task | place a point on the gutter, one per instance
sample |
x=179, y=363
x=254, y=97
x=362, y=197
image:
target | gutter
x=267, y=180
· · ·
- _Exercise aim_
Can you rewrite every line of the items above as a JSON list of strings, one string per line, with blank lines left out?

- _Result of the task_
[
  "task | place a point on the gutter, one per instance",
  "sample |",
  "x=179, y=363",
  "x=254, y=97",
  "x=362, y=197",
  "image:",
  "target | gutter",
  "x=267, y=180"
]